## Polecenie
Wyjaśnij, jakimi powodami ks. Leszek Misiarczyk tłumaczy w podanym tekście fascynację złym duchem.

## Podany tekst
-- -- --
Diabeł to smutas

Marcin Jakimowicz

publikacja 07.07.2011 00:15

O tym, czy warto liczyć demony siedzące na tabletce homeopatycznej i dlaczego złe duchy nie znają się na żartach, z egzorcystą ks. prof. Leszkiem Misiarczykiem rozmawia Marcin Jakimowicz.

Diabeł to smutas Henryk Przondziono Ks. dr hab. Leszek Misiarczyk - egzorcysta diecezji płockiej, psychoterapeuta, patrolog, profesor Uniwersytetu Kardynała Stefana Wyszyńskiego w Warszawie

Marcin Jakimowicz: Przychodzi Ksiądz do biskupa, a on wypala: „Zostaje Ksiądz egzorcystą”. Pierwsza reakcja?

Ks. Leszek Misiarczyk: – Nie chcę! Jezus, Maria! (śmiech) Ja mam walczyć z demonami? Przecież krążą różne mity, że na egzorcyzmach one recytują jak z nut grzechy kapłana.

Jeden z egzorcystów uprzedził młodych, którzy wspierali go modlitewnie: „Możecie usłyszeć o mnie różne dziwne rzeczy: pamiętajcie: diabeł jest ojcem kłamstwa” (śmiech).

– Tak jest! Na temat egzorcyzmów krąży sporo mitów.

Na moje biurko regularnie trafiają książki o demonach. Skąd taka fascynacja złym duchem?

– Pierwszy powód wypływa ze współczesnej kultury. Żyjemy w epoce nihilizmu. A to szatan jest ojcem nihilizmu, bezsensu. Jest przeciwnikiem Boga, który Jedyny jest sensem. Po drugie widać wśród nas coraz więcej zniewoleń i opętań. Egzorcyści mają pełne ręce roboty, pracują do późnej nocy. Nikt nie prowadzi statystyk, ale widać, że coraz więcej osób jest dręczonych. Ludzie widzą w czasie modlitw o uzdrowienie sporo manifestacji i sięgają potem chętnie po książki. Sporo namieszały produkcje hollywoodzkie: „Egzorcysta”, „Rytuał”.

Anthony Hopkins jest kiepskim egzorcystą?
-- -- --
## Fragmenty wpisów

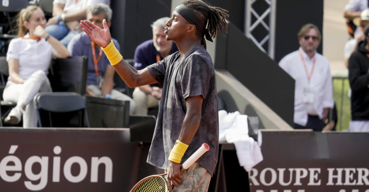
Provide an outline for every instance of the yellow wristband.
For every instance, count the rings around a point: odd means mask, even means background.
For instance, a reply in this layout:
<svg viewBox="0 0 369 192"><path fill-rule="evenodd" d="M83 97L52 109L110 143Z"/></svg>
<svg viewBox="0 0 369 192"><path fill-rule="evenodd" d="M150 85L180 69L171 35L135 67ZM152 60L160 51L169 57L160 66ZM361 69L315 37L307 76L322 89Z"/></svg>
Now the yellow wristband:
<svg viewBox="0 0 369 192"><path fill-rule="evenodd" d="M184 152L188 147L188 145L177 140L173 149L172 149L168 159L175 163L180 163L182 157L184 154Z"/></svg>
<svg viewBox="0 0 369 192"><path fill-rule="evenodd" d="M110 62L111 65L117 64L120 61L122 60L123 57L120 55L118 49L115 47L113 40L105 48L101 48L103 50L105 53L106 57L108 57L109 61Z"/></svg>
-- -- --
## Pełne rozwiązanie
Pierwszy powód wypływa ze współczesnej kultury. Żyjemy w epoce nihilizmu, a szatan jest ojcem nihilizmu i bezsensu oraz przeciwnikiem Boga, który jedyny jest sensem. Drugim powodem jest coraz więcej zniewoleń i opętań. Ludzie widzą w czasie modlitw o uzdrowienie sporo manifestacji i potem chętnie sięgają po książki. Do tego sporo namieszały produkcje hollywoodzkie, takie jak „Egzorcysta” i „Rytuał”.